## EXERCISE PROMPT
Repeat all of the data below word for word, keeping no images.

Point-per-instance localization data:
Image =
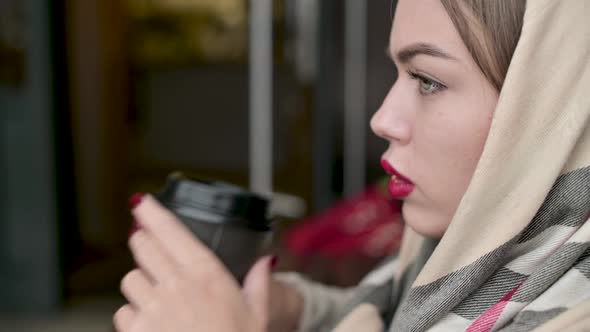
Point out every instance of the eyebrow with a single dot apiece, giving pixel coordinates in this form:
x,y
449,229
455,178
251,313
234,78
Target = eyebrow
x,y
409,52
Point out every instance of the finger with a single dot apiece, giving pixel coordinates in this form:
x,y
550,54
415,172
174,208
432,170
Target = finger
x,y
256,288
123,318
137,288
151,257
181,244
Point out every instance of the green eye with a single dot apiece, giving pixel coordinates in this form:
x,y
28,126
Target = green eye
x,y
427,86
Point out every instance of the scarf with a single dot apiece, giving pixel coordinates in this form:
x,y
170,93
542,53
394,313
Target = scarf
x,y
516,255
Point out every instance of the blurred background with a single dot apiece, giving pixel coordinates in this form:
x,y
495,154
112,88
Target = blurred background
x,y
103,98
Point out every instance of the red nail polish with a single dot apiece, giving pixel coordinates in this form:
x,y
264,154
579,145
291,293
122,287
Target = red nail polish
x,y
134,228
135,200
274,260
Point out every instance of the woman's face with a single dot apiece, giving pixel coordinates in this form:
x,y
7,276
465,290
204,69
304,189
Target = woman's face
x,y
436,117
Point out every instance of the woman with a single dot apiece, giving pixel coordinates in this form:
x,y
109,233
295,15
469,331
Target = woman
x,y
489,132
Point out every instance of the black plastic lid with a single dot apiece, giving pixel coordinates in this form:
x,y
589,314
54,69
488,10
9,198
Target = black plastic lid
x,y
217,197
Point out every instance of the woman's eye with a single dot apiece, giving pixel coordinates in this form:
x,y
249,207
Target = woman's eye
x,y
427,86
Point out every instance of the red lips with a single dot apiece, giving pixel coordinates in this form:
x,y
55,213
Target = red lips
x,y
399,186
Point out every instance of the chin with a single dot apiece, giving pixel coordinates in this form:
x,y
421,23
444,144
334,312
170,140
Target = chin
x,y
424,221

## EXPECTED OUTPUT
Image =
Point out every instance of the eyebrow with a single dot apiece, giving pixel coordinates in this form:
x,y
449,229
455,178
251,313
234,78
Target = eyebrow
x,y
409,52
Point out every instance of the finger with a single dot apiece, giving pixel coordinates in this form:
x,y
550,54
415,172
174,208
432,170
Target = finger
x,y
256,288
123,318
137,288
151,257
181,244
Point out every instance of the green eye with a single dot apiece, giving pixel coordinates in this form:
x,y
28,126
Target = green eye
x,y
427,86
Point out every instance of the scarf with a single dot apiece, giving pixel coordinates in this form:
x,y
170,93
542,53
394,313
Target = scarf
x,y
516,255
Point out every instance of the blurred background with a single dot apiece, giving pixel coordinates in this form:
x,y
495,154
112,88
Target = blurred background
x,y
103,98
Point out every instance of the red nail polish with a single dot apiece, giving pixel coordinates in this form:
x,y
264,154
579,145
291,293
122,287
Target = red nail polish
x,y
134,228
135,200
274,260
Point out every instance of the woman's face with a single dot apiece, giving pixel coordinates in this form:
x,y
7,276
465,290
204,69
304,189
Target = woman's face
x,y
436,117
Point out every instance of the woman with a single dot apiece, giving pixel coordinates in this form:
x,y
109,233
295,15
469,331
Target = woman
x,y
489,132
Point out every instance of the black plastic lid with a single dot apiece, giving pixel coordinates in this form:
x,y
589,314
54,69
488,10
9,198
Target = black plastic lid
x,y
217,197
Point out every instance of the woman's eye with a single dot apiece, giving pixel coordinates in this form:
x,y
249,207
Target = woman's eye
x,y
427,86
Point out every instance of the red lips with a single dot apiece, giving pixel coordinates in this form:
x,y
55,213
Target = red lips
x,y
399,186
Point out every instance of the chin with a single dot apiece, giving pixel coordinates in this form:
x,y
421,23
444,144
334,312
170,140
Target = chin
x,y
424,221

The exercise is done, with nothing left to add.